§ **Texte à lire**:
┄┄┄┄┄┄┄┄┄┄┄┄┄┄┄┄┄┄┄┄
Grèce : l’épopée des 38 ouvriers de Vio.Me
Annette Preyer
L’usine Vio.Me se trouve dans la banlieue de Thessalonique. Un membre du mouvement de solidarité avec les ouvriers de Vio.Me m’a décrit le trajet : bus 2, 3 ou 8, descendre à l’arrêt avant Ikea. Puis une allée de cyprès. Seulement quatre voitures sur le parking, pas de vrai portail ? Est-ce bien ici ?
Christos Baras, le seul des 38 ouvriers de Vio.Me qui parle anglais, vient me chercher. Nous rejoignons ses collègues installés pour un mix de pause et d’assemblée quotidienne. A l’ombre sur une plateforme de chargement, ils discutent dans une atmosphère chaleureuse et détendue, certains avec l’obligatoire café frappé à la main (qui semble avoir remplacé le café traditionnel que nous appelons « turc »).
Christos me montre la production.
Autrefois 72 salariés fabriquaient ici des colles et des enduits pour carrelage. La faillite de la maison mère entraîne l’usine dans sa chute. En juin 2011, la direction disparaît sans laisser d’adresse. Pendant un mois, les ouvriers continuent la production. Mais aucun camion ne peut plus entrer ni sortir. Le 8 juillet 2011 c’est la fin. Une date que Christos n’oubliera jamais. Au contraire de toutes les autres dates mentionnées dans la suite de la conversation qui resteront approximatives.
Les employés de bureau, les agents de maîtrise et les techniciens (à l’exception d’un électricien et d’un mécanicien) s’étaient déjà avoués vaincus. Mais 38 ouvriers croient toujours en la santé structurelle de leur usine et remuent ciel et terre pour reprendre la production en tant que coopérative.
Un mouvement de solidarité très large se développe à Thessalonique, en Grèce et en Europe.
┄┄┄┄┄┄┄┄┄┄┄┄┄┄┄┄┄┄┄┄
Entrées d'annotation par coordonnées
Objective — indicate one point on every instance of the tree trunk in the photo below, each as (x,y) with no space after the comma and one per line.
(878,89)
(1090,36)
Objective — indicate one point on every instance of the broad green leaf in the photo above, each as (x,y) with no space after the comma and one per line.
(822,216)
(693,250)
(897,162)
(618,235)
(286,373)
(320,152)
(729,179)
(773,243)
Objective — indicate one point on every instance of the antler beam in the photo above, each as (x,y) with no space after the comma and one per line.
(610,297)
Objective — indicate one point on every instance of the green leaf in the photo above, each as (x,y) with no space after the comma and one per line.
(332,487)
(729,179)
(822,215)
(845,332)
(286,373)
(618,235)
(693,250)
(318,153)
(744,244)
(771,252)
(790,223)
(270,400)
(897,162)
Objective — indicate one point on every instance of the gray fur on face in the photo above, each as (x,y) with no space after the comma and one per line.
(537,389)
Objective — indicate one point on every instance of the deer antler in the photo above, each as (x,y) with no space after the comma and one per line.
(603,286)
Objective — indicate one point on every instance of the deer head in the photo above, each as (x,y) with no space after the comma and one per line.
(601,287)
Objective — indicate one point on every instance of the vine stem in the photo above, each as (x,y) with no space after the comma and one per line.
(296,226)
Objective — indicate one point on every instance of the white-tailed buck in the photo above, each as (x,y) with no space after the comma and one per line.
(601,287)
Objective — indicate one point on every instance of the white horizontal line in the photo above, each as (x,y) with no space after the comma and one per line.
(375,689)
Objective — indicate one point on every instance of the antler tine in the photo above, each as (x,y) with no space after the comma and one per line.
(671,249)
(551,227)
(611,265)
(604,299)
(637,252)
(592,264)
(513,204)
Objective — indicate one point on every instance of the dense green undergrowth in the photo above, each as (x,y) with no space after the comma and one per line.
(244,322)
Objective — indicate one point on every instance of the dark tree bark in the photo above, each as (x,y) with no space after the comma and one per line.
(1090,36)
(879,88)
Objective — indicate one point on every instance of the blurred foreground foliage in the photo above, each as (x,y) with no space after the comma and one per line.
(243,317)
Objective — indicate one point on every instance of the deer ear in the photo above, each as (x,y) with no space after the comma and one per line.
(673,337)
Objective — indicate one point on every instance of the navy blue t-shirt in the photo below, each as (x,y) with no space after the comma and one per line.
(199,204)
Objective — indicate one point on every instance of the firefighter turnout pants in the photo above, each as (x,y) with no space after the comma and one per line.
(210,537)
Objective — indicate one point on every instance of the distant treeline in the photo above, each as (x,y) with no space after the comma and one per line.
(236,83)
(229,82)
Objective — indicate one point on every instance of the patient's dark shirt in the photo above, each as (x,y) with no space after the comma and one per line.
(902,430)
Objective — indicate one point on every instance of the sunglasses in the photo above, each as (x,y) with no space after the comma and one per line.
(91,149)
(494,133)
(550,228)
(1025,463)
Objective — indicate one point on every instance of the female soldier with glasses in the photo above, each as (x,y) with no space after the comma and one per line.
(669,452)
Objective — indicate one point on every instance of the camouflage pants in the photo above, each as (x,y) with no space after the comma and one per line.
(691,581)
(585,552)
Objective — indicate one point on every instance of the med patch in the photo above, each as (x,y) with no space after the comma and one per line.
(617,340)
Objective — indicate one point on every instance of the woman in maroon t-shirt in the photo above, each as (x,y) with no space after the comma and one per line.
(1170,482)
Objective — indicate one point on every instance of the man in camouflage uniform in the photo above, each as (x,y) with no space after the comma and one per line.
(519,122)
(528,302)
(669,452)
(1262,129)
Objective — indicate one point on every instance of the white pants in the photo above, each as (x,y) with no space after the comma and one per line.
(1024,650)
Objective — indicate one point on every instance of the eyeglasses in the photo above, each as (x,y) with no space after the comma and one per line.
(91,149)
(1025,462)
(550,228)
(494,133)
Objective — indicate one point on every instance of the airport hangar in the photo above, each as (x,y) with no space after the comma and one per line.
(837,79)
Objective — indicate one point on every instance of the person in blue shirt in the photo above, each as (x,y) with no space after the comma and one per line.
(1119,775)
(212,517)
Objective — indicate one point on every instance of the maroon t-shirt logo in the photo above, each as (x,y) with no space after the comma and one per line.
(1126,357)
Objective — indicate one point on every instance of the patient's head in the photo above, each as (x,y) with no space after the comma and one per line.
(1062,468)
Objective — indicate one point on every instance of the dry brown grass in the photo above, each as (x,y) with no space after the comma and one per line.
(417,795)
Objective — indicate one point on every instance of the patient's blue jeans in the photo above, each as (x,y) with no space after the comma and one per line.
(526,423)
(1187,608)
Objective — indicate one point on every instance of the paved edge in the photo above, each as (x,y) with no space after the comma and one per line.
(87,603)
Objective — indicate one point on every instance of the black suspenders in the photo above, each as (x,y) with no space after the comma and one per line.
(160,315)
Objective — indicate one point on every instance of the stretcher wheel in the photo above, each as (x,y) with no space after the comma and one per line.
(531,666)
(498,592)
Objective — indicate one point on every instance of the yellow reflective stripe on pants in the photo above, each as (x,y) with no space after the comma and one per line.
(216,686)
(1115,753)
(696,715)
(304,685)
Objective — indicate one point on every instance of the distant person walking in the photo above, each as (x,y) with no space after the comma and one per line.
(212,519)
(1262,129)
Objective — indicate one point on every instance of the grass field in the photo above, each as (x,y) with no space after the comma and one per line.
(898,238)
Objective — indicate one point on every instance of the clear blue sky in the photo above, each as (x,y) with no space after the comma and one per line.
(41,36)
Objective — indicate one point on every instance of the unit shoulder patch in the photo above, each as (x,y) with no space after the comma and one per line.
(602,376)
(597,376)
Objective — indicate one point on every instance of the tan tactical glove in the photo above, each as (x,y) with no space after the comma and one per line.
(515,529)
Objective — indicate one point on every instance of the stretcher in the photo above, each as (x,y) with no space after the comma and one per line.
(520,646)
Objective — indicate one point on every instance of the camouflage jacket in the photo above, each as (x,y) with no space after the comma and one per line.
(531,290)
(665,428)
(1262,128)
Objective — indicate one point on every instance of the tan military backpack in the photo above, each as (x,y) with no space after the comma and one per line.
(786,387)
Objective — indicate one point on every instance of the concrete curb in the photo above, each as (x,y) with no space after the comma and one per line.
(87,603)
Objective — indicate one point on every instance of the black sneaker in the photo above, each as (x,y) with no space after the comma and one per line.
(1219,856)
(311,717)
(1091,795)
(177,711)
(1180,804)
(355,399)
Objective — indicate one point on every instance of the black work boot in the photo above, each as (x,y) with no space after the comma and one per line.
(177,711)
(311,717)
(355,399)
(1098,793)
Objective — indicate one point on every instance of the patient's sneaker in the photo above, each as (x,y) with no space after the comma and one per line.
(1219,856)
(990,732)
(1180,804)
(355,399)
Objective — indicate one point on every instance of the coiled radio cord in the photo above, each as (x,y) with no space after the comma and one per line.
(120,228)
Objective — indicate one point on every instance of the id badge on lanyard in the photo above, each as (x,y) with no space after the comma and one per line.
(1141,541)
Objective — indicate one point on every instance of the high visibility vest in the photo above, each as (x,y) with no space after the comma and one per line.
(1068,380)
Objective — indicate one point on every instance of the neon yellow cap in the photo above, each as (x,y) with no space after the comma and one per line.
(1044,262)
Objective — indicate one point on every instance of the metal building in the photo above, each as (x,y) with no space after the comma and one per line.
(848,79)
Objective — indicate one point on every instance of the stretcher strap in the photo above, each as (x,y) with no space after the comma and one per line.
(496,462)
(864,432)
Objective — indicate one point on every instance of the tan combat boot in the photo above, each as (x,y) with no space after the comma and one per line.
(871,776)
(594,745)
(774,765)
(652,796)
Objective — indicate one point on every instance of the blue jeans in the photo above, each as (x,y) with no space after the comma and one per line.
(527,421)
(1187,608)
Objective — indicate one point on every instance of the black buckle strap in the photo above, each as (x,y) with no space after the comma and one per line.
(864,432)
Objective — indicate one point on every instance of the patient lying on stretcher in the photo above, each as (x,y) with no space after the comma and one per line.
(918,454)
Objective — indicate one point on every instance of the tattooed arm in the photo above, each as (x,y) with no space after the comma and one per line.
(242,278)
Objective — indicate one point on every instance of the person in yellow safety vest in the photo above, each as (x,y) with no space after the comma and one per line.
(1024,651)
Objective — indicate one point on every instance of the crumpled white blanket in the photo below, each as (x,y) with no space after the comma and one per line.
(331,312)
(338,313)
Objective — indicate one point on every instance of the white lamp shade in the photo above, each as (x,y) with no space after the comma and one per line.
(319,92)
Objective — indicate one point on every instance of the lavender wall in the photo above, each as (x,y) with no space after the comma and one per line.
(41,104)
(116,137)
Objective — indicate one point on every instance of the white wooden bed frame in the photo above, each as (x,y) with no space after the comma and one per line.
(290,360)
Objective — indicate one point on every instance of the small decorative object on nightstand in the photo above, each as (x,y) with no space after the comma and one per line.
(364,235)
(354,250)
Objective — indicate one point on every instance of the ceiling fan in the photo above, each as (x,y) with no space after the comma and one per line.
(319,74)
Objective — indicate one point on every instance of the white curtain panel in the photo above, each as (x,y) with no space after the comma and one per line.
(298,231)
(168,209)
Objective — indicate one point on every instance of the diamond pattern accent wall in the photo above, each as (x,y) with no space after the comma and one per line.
┄┄┄┄┄┄┄┄┄┄┄┄┄┄┄┄┄┄┄┄
§ **Travail à réaliser**: Recopiez, dans le texte sur l'usine Vio.Me, tout le passage allant de « Grèce : l’épopée » jusqu'à « montre la production. ». Les enregistrements n'interviennent pas dans ce travail.

§ **Solution attendue**:
Grèce : l’épopée des 38 ouvriers de Vio.Me
Annette Preyer
L’usine Vio.Me se trouve dans la banlieue de Thessalonique. Un membre du mouvement de solidarité avec les ouvriers de Vio.Me m’a décrit le trajet : bus 2, 3 ou 8, descendre à l’arrêt avant Ikea. Puis une allée de cyprès. Seulement quatre voitures sur le parking, pas de vrai portail ? Est-ce bien ici ?
Christos Baras, le seul des 38 ouvriers de Vio.Me qui parle anglais, vient me chercher. Nous rejoignons ses collègues installés pour un mix de pause et d’assemblée quotidienne. A l’ombre sur une plateforme de chargement, ils discutent dans une atmosphère chaleureuse et détendue, certains avec l’obligatoire café frappé à la main (qui semble avoir remplacé le café traditionnel que nous appelons « turc »).
Christos me montre la production.